[Stored records]
┄┄┄┄┄┄┄┄┄┄┄┄┄┄┄┄┄┄┄┄

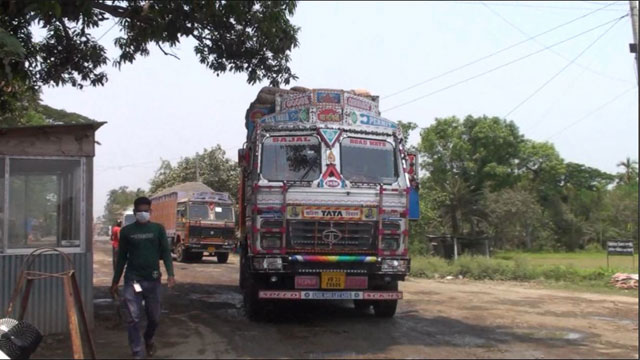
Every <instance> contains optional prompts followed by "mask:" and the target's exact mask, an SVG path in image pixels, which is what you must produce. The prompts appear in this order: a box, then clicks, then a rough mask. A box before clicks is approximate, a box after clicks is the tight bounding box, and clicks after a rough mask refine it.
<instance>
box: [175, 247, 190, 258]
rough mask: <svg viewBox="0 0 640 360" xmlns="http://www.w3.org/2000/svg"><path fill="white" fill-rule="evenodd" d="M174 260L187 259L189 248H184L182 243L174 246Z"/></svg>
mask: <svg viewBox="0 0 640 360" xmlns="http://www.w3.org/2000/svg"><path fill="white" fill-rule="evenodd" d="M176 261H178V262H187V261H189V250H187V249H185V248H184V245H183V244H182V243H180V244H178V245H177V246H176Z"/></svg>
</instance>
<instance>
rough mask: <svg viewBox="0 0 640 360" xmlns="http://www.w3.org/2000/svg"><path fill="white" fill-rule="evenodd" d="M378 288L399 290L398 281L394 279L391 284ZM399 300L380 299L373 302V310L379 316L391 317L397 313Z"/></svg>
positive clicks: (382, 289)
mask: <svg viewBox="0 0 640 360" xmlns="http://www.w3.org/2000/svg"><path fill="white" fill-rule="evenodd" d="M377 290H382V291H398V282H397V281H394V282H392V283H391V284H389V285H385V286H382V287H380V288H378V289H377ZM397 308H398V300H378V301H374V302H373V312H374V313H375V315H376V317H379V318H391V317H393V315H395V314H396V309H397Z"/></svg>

┄┄┄┄┄┄┄┄┄┄┄┄┄┄┄┄┄┄┄┄

▶ **Exercise objective**: Copy out all of the entries exactly as they stand, with no pictures in your copy.

▶ **Task answer**:
Every <instance> contains optional prompts followed by "mask:" and the target's exact mask, an SVG path in image pixels, which is what you must produce. The prompts appear in this order: a box, then clicks, then a rough mask. A box before clicks is approximate, a box after clicks is the tight bounding box, and clicks after a rough mask refine it.
<instance>
box: [175, 247, 190, 258]
rough mask: <svg viewBox="0 0 640 360" xmlns="http://www.w3.org/2000/svg"><path fill="white" fill-rule="evenodd" d="M174 260L187 259L189 248H184L182 243L174 246Z"/></svg>
mask: <svg viewBox="0 0 640 360" xmlns="http://www.w3.org/2000/svg"><path fill="white" fill-rule="evenodd" d="M176 261H178V262H187V261H189V250H187V249H185V248H184V245H183V244H182V243H180V244H178V245H177V246H176Z"/></svg>
</instance>
<instance>
rough mask: <svg viewBox="0 0 640 360" xmlns="http://www.w3.org/2000/svg"><path fill="white" fill-rule="evenodd" d="M378 288L399 290L398 281L394 279L391 284ZM399 300L380 299L373 302V310L379 316L391 317L397 313Z"/></svg>
positive clicks: (382, 289)
mask: <svg viewBox="0 0 640 360" xmlns="http://www.w3.org/2000/svg"><path fill="white" fill-rule="evenodd" d="M377 290H382V291H398V282H397V281H394V282H392V283H391V284H389V285H385V286H382V287H380V288H378V289H377ZM397 308H398V300H378V301H374V302H373V312H374V313H375V315H376V317H379V318H391V317H393V315H395V314H396V309H397Z"/></svg>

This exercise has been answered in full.